**WORK REQUIRED**
Find the line that contains "Target: window frame". Then set down that line and all the lines after it, to the end of the records, exactly and with nothing added.

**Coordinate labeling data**
☆ ☆ ☆ ☆ ☆ ☆ ☆

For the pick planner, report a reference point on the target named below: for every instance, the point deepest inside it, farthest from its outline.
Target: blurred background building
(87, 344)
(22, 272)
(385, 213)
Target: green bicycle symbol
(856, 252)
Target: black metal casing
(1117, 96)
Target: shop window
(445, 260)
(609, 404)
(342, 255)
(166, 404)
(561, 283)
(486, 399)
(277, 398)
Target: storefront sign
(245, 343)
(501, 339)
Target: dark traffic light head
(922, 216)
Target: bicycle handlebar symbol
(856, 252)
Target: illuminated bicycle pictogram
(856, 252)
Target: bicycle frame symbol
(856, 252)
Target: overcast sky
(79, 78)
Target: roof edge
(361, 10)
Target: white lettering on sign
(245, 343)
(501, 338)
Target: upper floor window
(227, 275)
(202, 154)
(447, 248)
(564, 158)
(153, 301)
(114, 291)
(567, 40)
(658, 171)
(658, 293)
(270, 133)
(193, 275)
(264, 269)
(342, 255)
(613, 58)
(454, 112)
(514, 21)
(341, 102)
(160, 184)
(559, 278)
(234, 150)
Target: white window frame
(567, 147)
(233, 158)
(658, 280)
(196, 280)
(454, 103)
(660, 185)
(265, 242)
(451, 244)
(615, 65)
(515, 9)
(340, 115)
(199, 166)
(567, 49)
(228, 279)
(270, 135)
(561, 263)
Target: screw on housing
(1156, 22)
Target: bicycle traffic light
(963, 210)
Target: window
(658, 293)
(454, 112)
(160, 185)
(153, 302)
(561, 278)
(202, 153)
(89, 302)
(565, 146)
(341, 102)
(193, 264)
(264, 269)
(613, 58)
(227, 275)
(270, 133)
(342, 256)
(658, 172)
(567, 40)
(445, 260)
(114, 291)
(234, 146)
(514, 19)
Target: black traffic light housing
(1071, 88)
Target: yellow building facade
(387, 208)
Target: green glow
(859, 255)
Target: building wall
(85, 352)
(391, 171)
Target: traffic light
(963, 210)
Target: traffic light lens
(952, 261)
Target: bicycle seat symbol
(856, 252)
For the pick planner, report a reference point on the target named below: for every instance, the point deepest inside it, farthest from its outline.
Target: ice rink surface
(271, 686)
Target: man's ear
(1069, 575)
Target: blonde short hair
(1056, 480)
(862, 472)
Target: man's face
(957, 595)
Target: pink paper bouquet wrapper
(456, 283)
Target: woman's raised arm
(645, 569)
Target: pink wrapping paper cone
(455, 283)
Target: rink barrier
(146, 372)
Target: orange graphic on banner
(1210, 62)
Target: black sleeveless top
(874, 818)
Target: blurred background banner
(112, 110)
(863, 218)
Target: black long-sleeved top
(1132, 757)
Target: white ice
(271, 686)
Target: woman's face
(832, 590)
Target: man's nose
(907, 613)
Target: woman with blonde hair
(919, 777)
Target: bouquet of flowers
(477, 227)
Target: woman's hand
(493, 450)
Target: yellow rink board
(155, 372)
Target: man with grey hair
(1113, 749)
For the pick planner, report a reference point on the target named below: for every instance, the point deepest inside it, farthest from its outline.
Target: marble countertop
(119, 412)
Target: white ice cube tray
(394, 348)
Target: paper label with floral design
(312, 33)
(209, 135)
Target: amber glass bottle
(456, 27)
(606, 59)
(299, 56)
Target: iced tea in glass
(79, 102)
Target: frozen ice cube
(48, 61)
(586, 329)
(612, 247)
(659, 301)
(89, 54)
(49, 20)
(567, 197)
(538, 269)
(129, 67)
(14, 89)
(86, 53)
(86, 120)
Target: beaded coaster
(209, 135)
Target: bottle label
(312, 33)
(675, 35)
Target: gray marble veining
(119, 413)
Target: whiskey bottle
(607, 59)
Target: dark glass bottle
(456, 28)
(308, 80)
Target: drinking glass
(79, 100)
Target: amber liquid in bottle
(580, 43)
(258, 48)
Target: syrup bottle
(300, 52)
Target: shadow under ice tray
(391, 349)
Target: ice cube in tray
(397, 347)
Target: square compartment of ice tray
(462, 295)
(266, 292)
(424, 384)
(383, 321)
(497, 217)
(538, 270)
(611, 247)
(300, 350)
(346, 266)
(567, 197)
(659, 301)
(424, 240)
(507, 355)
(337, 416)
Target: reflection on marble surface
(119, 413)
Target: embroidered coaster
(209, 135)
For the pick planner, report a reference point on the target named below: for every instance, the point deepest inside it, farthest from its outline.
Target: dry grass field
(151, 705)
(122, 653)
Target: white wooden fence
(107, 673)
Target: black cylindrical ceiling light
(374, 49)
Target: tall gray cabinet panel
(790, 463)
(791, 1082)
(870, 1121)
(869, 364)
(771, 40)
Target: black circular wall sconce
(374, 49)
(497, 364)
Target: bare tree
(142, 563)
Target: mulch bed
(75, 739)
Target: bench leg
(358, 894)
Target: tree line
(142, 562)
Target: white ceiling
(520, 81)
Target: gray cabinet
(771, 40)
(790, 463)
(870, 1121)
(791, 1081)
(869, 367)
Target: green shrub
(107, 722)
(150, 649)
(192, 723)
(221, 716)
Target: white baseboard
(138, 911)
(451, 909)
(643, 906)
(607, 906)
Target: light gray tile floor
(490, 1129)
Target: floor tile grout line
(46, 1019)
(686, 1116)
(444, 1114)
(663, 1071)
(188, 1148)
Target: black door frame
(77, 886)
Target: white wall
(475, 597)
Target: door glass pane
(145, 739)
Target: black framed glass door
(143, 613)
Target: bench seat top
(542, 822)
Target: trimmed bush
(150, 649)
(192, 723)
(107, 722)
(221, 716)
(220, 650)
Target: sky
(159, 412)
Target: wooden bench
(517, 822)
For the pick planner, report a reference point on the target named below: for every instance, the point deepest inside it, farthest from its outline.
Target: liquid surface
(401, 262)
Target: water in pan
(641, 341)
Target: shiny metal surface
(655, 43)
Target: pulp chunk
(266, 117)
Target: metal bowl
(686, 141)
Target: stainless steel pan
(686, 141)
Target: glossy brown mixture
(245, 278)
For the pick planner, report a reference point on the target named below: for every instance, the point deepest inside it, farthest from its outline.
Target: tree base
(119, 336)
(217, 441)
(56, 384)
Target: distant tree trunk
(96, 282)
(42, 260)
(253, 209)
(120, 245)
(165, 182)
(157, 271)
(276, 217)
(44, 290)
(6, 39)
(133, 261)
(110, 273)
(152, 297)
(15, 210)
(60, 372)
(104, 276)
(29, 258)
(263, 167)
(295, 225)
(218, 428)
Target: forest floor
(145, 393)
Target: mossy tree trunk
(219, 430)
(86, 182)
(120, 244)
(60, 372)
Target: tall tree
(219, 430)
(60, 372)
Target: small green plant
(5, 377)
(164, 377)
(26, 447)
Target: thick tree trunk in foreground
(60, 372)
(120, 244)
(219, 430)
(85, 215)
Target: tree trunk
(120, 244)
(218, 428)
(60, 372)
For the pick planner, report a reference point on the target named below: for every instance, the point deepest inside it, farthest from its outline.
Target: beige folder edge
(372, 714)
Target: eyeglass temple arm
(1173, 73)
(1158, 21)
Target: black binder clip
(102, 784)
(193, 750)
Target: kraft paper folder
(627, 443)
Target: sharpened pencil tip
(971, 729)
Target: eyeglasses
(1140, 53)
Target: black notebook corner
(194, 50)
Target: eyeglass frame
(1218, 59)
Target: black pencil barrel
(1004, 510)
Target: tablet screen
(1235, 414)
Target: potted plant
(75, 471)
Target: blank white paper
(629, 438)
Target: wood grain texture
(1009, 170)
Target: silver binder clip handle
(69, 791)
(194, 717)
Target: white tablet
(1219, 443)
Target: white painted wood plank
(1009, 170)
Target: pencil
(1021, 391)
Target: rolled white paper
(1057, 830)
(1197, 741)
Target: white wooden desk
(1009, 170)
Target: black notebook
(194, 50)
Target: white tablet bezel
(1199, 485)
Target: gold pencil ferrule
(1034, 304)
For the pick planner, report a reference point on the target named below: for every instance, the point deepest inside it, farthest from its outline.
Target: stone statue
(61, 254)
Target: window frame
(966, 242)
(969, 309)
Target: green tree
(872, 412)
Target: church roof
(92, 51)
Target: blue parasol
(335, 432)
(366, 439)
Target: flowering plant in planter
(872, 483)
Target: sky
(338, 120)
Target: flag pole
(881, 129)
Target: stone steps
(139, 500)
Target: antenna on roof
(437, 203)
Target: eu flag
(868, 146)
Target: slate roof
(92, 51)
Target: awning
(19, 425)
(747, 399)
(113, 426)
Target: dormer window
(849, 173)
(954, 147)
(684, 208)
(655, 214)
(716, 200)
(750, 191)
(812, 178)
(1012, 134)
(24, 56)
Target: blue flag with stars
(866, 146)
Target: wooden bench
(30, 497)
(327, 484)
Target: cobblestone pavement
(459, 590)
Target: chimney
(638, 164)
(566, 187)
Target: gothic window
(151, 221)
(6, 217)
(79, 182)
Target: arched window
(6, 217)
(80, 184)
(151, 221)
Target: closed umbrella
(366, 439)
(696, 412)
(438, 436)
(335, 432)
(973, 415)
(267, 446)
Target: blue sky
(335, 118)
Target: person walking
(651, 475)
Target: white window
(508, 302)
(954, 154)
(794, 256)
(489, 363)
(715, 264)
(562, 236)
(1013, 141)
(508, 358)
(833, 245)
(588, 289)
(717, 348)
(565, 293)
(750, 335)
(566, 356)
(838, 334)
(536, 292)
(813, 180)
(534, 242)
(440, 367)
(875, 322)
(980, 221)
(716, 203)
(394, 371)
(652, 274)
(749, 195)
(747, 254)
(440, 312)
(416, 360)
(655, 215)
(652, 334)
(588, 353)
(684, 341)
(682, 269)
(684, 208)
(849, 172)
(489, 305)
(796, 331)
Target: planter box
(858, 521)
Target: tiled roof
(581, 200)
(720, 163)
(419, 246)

☆ ☆ ☆ ☆ ☆ ☆ ☆

**WORKED ANSWER**
Target: window frame
(966, 242)
(969, 309)
Target: green tree
(872, 412)
Target: church roof
(92, 51)
Target: blue parasol
(335, 432)
(366, 439)
Target: flowering plant in planter
(872, 483)
Target: sky
(338, 120)
Target: flag pole
(881, 129)
Target: stone steps
(139, 500)
Target: antenna on roof
(437, 203)
Target: eu flag
(868, 146)
Target: slate roof
(92, 51)
Target: awning
(19, 425)
(747, 399)
(113, 426)
Target: dormer window
(849, 173)
(954, 147)
(684, 208)
(655, 214)
(716, 200)
(750, 191)
(812, 178)
(1012, 134)
(24, 56)
Target: blue flag with stars
(866, 146)
Target: wooden bench
(30, 497)
(327, 484)
Target: cobblestone pavement
(459, 590)
Target: chimney
(638, 164)
(566, 187)
Target: gothic window
(151, 221)
(6, 217)
(79, 182)
Target: arched window
(6, 217)
(80, 184)
(151, 221)
Target: closed umbrella
(366, 439)
(696, 412)
(438, 436)
(335, 432)
(973, 415)
(267, 446)
Target: blue sky
(335, 118)
Target: person walking
(651, 475)
Target: white window
(508, 302)
(954, 154)
(794, 256)
(489, 363)
(715, 264)
(562, 236)
(1013, 141)
(508, 358)
(833, 245)
(588, 289)
(717, 348)
(565, 293)
(750, 335)
(566, 356)
(838, 334)
(536, 292)
(813, 180)
(534, 242)
(440, 367)
(875, 322)
(980, 221)
(716, 203)
(394, 371)
(652, 274)
(749, 195)
(747, 254)
(440, 312)
(416, 360)
(655, 215)
(652, 334)
(588, 353)
(684, 341)
(682, 269)
(684, 208)
(849, 172)
(489, 305)
(796, 331)
Target: planter box
(858, 521)
Target: tiled roof
(581, 200)
(720, 163)
(419, 246)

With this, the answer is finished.